[Text under study Boundary: Start]

In this great flow of pilgrims, only one will enter the temple, the one who forges ahead, the one with unbroken confidence. One and one alone…And then the gates close. The sanctum is sealed. That warrior alone who has won the race, gains entry, all others turn away, transfixed. Surely to die.. How many times, at how many doorsteps, have I too frozen and died !

 

However, the sperm’s quest does not end with the entry into the womb. Even as it entered the womb, the speck of life is invaded by thirst all over again:

 

With a sob that emanates from the very soul of his soul, that Living Spirit clamours again: “Which is the way to growth?  Growth… completeness. It is for that… for that alone is my pilgrimage.”

 

Desire-as-trshna is the animating, if unspoken, presence that drives the sperm out of a certain fullness (“He could sense himself wildly thrashing about, shuddering in distress, as if rudely roused from long slumber”) into the increasingly desperate quest search of completeness form. This is first a race to enter the womb; yet, when this is accomplished, the achievement of completeness seems further postponed, and the living spirit struggles again to find the way towards growth. It is the same desire-as-trshna that animates the infant’s struggle for mobility in ‘Pancharayumma’:

 

Experiment. Experiment. Life’s progress is through unceasing experimentation. No failure is failure there. No victory complete. From one point on to another. And from there, to yet another. Human life is but a chain of such movements…. He first laughed in the ecstasy of success. But then, bawled in the fear of failure.30

 

Like desire-as-trshna, the Feminine is a crucial, if unspoken, presence animating the sperm’s journey. The sperm recognizes in it the promise of refuge from uncertainty and the possibility of attaining form. In the throes of desperation, a tormented cry leaves it:

 

Unconscious of myself, I roar, rousing the very limits of consciousness: “Accept me! I want to be Myself… Myself, the unique Me….”

[Text under study Boundary: End]
[Material shown Boundary: Start]

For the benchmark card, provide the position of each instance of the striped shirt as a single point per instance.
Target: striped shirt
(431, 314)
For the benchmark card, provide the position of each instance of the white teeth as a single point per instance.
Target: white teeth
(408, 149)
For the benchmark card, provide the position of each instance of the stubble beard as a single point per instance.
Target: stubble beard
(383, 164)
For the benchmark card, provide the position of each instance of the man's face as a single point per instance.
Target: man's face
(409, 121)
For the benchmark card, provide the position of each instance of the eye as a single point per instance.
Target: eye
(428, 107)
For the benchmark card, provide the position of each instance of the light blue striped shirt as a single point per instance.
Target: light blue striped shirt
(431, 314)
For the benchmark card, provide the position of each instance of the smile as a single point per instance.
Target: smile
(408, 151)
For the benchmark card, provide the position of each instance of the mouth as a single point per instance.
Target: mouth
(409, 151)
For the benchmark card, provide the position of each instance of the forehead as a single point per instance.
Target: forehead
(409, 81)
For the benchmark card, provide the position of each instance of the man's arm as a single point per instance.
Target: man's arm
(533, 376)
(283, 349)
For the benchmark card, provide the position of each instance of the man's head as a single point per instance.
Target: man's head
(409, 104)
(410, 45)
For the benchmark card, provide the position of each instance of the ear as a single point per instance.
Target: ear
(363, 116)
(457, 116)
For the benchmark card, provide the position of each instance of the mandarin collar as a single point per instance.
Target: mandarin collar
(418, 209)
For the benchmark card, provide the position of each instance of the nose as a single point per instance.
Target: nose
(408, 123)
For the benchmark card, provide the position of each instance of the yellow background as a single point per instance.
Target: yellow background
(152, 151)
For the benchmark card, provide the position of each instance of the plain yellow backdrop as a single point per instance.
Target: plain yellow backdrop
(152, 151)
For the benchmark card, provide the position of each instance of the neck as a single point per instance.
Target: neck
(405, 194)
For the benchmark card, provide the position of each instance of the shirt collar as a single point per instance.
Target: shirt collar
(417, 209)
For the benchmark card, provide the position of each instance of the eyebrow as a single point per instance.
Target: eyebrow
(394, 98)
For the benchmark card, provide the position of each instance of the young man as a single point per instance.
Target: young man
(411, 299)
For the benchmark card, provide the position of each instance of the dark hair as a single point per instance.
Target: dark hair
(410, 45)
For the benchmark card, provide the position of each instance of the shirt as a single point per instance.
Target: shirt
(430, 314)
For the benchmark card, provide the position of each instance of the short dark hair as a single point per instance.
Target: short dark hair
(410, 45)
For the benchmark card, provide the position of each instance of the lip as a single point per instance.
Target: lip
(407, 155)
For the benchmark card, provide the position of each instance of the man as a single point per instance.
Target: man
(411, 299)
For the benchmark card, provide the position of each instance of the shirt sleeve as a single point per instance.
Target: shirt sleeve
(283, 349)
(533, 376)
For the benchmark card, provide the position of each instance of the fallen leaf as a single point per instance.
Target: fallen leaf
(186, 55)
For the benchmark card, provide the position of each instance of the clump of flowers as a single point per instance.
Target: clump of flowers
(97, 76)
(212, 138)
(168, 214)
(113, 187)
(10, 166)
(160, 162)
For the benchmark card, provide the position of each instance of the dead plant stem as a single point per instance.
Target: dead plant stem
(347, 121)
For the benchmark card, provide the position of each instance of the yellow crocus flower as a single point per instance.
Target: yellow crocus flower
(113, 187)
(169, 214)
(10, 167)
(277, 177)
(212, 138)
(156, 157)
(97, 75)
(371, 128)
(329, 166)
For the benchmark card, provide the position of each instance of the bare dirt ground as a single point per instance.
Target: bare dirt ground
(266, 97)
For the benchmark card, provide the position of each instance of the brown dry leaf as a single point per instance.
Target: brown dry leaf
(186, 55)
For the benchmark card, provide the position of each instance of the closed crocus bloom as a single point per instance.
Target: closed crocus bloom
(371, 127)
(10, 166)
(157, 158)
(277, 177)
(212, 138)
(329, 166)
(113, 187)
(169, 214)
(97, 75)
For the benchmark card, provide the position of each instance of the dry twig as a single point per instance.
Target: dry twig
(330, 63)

[Material shown Boundary: End]

- What is needed -
Copy the passage on the sperm's journey starting at "In this great" and ending at "frozen and died !", swapping "pilgrims" for "travelers".

- Answer -
In this great flow of travelers, only one will enter the temple, the one who forges ahead, the one with unbroken confidence. One and one alone…And then the gates close. The sanctum is sealed. That warrior alone who has won the race, gains entry, all others turn away, transfixed. Surely to die.. How many times, at how many doorsteps, have I too frozen and died !